== Data for processing
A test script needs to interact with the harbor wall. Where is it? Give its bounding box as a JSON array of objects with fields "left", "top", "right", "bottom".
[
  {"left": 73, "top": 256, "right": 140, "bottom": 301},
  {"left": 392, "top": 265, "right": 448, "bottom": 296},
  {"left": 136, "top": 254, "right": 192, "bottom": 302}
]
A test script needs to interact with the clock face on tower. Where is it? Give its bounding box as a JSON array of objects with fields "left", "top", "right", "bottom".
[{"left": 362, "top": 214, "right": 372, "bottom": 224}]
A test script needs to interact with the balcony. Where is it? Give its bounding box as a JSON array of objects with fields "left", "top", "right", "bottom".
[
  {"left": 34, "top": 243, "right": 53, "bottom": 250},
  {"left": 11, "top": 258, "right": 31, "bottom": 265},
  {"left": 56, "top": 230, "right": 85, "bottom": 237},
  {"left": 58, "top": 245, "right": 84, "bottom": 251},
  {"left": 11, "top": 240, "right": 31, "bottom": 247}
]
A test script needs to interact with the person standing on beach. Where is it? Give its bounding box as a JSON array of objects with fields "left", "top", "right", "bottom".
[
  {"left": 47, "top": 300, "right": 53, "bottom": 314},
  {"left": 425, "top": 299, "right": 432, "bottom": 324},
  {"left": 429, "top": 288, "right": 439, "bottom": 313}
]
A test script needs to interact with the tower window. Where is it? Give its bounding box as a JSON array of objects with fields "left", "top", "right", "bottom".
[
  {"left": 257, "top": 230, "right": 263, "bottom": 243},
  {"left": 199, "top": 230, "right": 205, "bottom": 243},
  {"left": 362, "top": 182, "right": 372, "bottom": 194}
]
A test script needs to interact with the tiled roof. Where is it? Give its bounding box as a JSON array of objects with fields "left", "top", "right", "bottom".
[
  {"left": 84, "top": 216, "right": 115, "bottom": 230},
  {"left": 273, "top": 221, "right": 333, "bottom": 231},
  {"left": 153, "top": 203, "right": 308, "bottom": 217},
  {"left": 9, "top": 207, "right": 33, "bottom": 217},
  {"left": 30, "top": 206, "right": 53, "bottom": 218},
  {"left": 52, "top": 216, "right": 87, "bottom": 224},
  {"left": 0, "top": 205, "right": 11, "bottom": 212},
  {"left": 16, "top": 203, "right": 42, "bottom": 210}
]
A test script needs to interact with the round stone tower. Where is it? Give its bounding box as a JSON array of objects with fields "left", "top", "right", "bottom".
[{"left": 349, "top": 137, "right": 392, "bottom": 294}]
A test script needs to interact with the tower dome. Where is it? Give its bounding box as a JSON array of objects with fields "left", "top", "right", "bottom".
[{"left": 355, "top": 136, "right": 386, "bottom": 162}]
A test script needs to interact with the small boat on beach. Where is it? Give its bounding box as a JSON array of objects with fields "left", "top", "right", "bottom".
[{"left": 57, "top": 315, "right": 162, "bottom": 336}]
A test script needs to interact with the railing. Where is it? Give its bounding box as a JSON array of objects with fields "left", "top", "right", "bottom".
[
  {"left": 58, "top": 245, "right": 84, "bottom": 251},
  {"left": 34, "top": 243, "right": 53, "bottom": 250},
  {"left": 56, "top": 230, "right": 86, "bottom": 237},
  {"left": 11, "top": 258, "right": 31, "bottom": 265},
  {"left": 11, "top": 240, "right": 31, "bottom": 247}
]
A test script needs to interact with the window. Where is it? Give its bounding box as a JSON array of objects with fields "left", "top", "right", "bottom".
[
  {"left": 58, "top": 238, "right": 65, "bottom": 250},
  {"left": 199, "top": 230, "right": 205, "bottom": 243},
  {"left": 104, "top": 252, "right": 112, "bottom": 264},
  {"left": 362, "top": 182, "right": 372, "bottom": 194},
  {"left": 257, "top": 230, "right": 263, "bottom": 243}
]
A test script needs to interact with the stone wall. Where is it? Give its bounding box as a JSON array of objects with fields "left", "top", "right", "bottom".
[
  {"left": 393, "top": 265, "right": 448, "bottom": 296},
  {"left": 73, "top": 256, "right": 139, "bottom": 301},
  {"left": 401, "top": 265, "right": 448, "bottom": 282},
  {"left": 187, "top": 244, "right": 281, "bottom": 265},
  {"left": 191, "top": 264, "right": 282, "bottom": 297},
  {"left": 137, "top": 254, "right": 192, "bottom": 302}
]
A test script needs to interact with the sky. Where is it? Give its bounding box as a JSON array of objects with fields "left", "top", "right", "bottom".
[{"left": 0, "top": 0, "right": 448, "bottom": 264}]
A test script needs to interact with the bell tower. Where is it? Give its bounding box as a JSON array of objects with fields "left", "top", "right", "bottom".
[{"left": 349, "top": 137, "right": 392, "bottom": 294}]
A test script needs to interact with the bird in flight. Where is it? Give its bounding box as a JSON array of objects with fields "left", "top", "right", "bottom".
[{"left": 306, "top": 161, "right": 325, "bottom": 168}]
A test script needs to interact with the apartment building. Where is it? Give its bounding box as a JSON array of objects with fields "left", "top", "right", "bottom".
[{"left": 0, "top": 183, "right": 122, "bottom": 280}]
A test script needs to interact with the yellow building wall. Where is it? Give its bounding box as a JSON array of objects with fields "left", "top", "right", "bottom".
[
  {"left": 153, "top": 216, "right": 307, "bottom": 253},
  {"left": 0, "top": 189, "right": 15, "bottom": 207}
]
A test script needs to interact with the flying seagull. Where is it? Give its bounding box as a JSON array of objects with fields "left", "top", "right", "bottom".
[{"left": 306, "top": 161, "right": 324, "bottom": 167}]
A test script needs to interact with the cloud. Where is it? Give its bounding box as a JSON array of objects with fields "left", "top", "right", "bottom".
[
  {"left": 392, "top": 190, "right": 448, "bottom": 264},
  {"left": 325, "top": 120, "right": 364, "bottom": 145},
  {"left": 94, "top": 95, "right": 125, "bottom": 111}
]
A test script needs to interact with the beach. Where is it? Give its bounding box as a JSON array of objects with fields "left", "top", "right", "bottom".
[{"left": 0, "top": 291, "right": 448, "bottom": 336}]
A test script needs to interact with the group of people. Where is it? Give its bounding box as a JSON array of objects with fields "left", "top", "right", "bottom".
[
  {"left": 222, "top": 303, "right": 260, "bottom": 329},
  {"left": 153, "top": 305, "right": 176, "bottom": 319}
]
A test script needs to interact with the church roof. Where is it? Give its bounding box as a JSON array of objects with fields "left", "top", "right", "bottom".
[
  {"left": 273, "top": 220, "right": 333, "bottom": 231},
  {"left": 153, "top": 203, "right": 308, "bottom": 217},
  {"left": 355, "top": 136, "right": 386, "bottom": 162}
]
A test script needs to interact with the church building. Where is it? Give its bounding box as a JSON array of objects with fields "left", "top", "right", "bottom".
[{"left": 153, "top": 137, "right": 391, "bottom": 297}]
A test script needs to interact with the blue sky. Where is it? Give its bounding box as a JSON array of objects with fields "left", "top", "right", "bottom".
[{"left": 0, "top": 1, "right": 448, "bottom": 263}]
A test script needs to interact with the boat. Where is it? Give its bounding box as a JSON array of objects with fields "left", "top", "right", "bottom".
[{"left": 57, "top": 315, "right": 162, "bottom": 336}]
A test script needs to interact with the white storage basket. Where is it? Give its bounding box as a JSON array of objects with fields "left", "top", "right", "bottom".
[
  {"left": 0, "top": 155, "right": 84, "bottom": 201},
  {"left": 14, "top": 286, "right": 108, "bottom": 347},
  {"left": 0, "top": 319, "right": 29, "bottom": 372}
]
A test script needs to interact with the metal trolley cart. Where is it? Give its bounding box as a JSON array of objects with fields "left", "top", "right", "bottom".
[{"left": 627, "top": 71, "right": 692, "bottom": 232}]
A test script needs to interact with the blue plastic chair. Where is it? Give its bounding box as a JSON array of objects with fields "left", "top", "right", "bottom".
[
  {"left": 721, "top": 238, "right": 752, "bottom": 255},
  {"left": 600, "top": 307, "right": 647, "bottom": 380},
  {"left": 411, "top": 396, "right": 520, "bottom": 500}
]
====
> **What this task involves**:
Repeat exactly the lines from the line containing "A test script needs to interact with the blue sky." through the end of the listing above; both boundary lines are part of the output.

> **Exercise result**:
A test script needs to interact with the blue sky. Where is it? Give its bounding box as a JSON array of objects with fields "left", "top", "right", "bottom".
[{"left": 0, "top": 1, "right": 448, "bottom": 263}]
A test script needs to interact with the boat. Where is it? Give its bounding box as a JSON array of objects with fields "left", "top", "right", "bottom".
[{"left": 57, "top": 315, "right": 162, "bottom": 336}]
A test script needs to interact with the white storage basket. Where is it? Give its bounding box as a JSON array of objects with fields "left", "top", "right", "bottom".
[
  {"left": 0, "top": 155, "right": 84, "bottom": 201},
  {"left": 14, "top": 286, "right": 108, "bottom": 347},
  {"left": 0, "top": 319, "right": 29, "bottom": 372}
]
A test script needs to interact with the metal trolley cart. Where is it? Give its bounding box as a JSON array of objects with fields "left", "top", "right", "bottom".
[{"left": 627, "top": 71, "right": 692, "bottom": 232}]
A test script needs to interact with the blue plastic chair. Where is it? Give its bounding box as a JSON array of objects with fields "left", "top", "right", "bottom".
[
  {"left": 721, "top": 238, "right": 752, "bottom": 255},
  {"left": 600, "top": 307, "right": 647, "bottom": 380},
  {"left": 411, "top": 396, "right": 520, "bottom": 500}
]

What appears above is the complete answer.